— SOURCE —
Crucial difference between $\nu_{\mu} \leftrightarrow \nu_s$ 
and $\nu_{\mu} \leftrightarrow \nu_{\tau}$
channels appears for high energy
atmospheric neutrinos which are detected by upward-going muons. The
matter effect is absent in $\nu_{\mu}$ $\leftrightarrow$
$\nu_{\tau}$ channel but it is  important for 
$\nu_{\mu} \leftrightarrow \nu_s$ \cite{Akhmedov}.



In this paper we perform a detailed study of the zenith angle
dependences of the atmospheric neutrino and muon fluxes
in presence of the $\nu_{\mu}$ $\leftrightarrow$ $\nu_s$ oscillations. 
We give a description of the parametric resonance effect 
in sect. 2. 
In sect. 3 we present results of
calculations of the zenith angle dependences for the through-going
and stopping muons. In sect. 4 we compare the prediction with
experimental results.     

%%%%%%%%%%%%%%%%%%%%%%%%%%%%%%%%%%%%%%%%%%%%%%%%%%%%%%%%%%%%%%%%%%%%%%%%%%%


\vskip 0.3cm
\leftline{\bf 2. Parametric resonance in atmospheric neutrinos}
\vskip 0.2cm


The $\nu_{\mu}$ $\leftrightarrow$ $\nu_s$ oscillations in matter are
described by the $2 \times 2$ evolution matrix (the effective Hamiltonian)

— MATERIAL PROVIDED —

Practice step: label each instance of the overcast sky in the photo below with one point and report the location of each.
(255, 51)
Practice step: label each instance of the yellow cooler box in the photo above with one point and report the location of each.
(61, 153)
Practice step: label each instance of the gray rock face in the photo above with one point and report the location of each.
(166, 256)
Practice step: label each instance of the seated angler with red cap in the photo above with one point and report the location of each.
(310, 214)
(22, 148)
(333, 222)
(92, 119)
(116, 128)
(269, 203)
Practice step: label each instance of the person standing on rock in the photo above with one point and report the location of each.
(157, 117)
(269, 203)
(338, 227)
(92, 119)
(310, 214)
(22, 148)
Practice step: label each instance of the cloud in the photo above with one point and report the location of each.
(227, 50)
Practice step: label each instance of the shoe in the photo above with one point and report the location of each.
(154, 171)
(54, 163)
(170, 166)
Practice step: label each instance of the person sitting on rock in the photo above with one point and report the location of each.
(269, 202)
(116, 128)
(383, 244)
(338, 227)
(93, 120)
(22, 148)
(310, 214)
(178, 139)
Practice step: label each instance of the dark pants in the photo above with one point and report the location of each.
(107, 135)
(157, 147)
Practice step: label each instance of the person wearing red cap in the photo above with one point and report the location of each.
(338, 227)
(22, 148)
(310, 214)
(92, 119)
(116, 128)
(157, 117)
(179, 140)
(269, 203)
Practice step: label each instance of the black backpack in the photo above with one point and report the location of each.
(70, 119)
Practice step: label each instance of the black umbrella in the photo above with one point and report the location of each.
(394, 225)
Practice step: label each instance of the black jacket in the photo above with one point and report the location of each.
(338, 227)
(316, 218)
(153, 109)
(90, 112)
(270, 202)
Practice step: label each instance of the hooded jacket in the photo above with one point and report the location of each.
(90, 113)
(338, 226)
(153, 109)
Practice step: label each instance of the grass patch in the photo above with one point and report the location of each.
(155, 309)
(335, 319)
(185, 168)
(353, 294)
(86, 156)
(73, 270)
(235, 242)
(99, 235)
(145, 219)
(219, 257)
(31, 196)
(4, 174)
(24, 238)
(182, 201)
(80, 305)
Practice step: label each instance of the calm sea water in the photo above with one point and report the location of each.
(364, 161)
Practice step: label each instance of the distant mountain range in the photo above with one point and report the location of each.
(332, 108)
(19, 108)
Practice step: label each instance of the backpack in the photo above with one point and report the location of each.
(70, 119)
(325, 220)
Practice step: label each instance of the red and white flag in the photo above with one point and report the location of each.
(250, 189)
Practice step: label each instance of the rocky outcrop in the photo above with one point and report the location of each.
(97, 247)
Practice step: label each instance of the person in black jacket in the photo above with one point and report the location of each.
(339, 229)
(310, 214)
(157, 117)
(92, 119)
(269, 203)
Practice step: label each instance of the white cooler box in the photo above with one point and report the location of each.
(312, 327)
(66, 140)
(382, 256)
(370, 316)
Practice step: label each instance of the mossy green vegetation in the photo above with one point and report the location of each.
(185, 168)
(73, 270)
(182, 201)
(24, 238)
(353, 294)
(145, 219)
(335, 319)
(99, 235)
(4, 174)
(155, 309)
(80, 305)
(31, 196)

— THE TASKS —
1. Answer these questions using the atmospheric neutrino text, one line each:
(a) In which channel is the matter effect absent?
(b) How are the high energy atmospheric neutrinos detected?
(c) What does sect. 4 of the paper do?
2. Print the part of the atmospheric neutrino text starting with "In this paper" and going on through "experimental results.".
3. Write what follows in the atmospheric neutrino text, continuing from where it stops.

— THE ANSWERS —
1.
(a) The $\nu_{\mu} \leftrightarrow \nu_{\tau}$ channel.
(b) By upward-going muons.
(c) It compares the prediction with experimental results.

2.
In this paper we perform a detailed study of the zenith angle
dependences of the atmospheric neutrino and muon fluxes
in presence of the $\nu_{\mu}$ $\leftrightarrow$ $\nu_s$ oscillations. 
We give a description of the parametric resonance effect 
in sect. 2. 
In sect. 3 we present results of
calculations of the zenith angle dependences for the through-going
and stopping muons. In sect. 4 we compare the prediction with
experimental results.

3.
with off-diagonal elements $H_{\mu s}=H_{s \mu}=\Delta m^2 / 4E \cdot 
\sin 2\theta$ and the difference of the diagonal elements: 
\begin{equation}
H_{\mu \mu} - H_{ss}~=~\displaystyle { {\Delta m^2} \over {2E}}  \cos
2\theta~- ~V~.
\label{ham}
\end{equation}   
Here $\theta$ is the vacuum mixing angle, $\Delta m^2 \equiv m^2_2 -
m^2_1$ is the mass squared difference 
($m_2$ is the mass of the neutrino  component which has 
larger admixture in $\nu_{\mu}$ in the case of non-maximal mixing), $E$
is the energy of neutrino and
$V$ is the matter potential
\begin{equation} 
V~=  \frac{G_F}{\sqrt{2}} \displaystyle {   N_n~   }~,  
\label{poten}
\end{equation} 
where $G_F$ is the Fermi constant, $N_n$ is the neutron number density
\footnote{Notice that in general case of $\nu_{\mu}$ mixed with
$\nu_{\tau}$ and $\nu_e$, the off-diagonal (mixing) elements get
contributions from interaction with matter,
and also the potential depends on electron/proton density.}.
(For antineutrinos $V$ has an opposite sign). 


According to (\ref{ham}, \ref{poten}) the length 
of $\nu_{\mu} \leftrightarrow \nu_s$ oscillations 
in matter and the effective mixing angle $\theta_m$
are determined by 
\begin{equation} 
l_m~=~\frac{2\pi}{V}\left[ (\xi \cos 2\theta + 1)^2 + \xi^2
\sin^2 2\theta  \right]^{-1/2},
\label{length}
\end{equation}
\begin{equation} 
\sin^2 2\theta_m~=~\sin^2 2\theta ~\xi^2 \left[ 
(\xi  \cos 2\theta + 1)^2 + \xi^2 \sin^2 2\theta  \right]^{-1},
\label{mixing}
\end{equation}
where 
\begin{equation} 
\xi ~=~\frac{ \Delta m^2}{2EV}~.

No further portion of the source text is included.